▸ REQUEST
Take the line that has "For every instance of the green turf" in it and every line after it to the end of the entries, and reproduce them exactly.

>> Start DATA IN THIS EXERCISE

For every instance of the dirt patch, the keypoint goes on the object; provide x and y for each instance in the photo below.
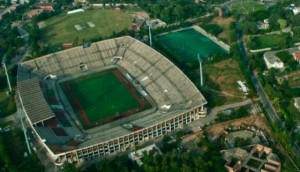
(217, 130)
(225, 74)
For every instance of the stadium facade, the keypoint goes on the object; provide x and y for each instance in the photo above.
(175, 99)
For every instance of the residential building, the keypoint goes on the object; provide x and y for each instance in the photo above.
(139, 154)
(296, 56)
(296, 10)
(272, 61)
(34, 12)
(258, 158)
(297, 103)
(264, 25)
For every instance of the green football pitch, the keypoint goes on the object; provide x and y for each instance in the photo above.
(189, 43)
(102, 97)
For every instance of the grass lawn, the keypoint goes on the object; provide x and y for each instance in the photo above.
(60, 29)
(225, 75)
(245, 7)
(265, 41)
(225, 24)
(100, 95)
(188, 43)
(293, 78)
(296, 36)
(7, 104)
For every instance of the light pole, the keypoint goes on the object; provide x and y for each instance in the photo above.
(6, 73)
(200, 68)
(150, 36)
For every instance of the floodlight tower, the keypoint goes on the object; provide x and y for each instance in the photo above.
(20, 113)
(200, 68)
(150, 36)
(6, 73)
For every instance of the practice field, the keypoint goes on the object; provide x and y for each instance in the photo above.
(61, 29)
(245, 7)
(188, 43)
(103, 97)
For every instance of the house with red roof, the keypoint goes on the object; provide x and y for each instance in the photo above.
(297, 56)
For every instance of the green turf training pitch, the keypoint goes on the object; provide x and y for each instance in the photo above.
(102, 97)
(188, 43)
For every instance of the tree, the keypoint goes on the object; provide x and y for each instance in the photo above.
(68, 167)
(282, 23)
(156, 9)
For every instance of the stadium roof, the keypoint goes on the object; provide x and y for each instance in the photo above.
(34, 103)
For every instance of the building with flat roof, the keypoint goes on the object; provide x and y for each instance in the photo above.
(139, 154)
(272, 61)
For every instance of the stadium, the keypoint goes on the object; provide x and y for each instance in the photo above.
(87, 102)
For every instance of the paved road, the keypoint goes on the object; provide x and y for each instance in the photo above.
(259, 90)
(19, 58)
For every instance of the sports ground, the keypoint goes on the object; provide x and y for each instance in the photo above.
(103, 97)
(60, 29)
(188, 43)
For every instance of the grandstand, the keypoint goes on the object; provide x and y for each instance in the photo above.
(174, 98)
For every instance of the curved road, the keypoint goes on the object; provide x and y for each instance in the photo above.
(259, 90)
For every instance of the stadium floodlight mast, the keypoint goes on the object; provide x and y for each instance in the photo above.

>> End DATA IN THIS EXERCISE

▸ FINAL RESULT
For every instance of the green turf training pitch, the keypoint goes on the object; provide x and y for each instance in the photo above.
(102, 97)
(188, 43)
For every instance of the tree, the keypoint goes on the object; provide x and y for each instance in the photo above.
(68, 167)
(282, 23)
(156, 9)
For every instance of the stadium roof, the keypoint goes on the object; provide x and y for each instance in the photo above.
(34, 103)
For every instance of the building with flat roof, the keypoint goes on the object; provide x and y for each instance in the photo above.
(139, 154)
(272, 61)
For every instance of the stadium, the keypoint goes on the object; provide x and y for each instance in the photo above.
(87, 102)
For every instance of the paved road, the keypoint goes on the object; provide x and y for each instance in the photo above.
(259, 90)
(19, 58)
For every instance of the sports ground, the keypoint goes on the object; provide x and y for each instance in the photo above.
(103, 97)
(60, 29)
(188, 43)
For every instance of the grandstand, the keypoint goes on the object; provide x and y for each instance in the photo above.
(174, 98)
For every instance of the curved road, the keypoint goes on the object; provide x and y for each instance in the photo above.
(259, 90)
For every instance of the stadium floodlight mast, the keypoint goes on the object; provide x and y for each instance in the photo above.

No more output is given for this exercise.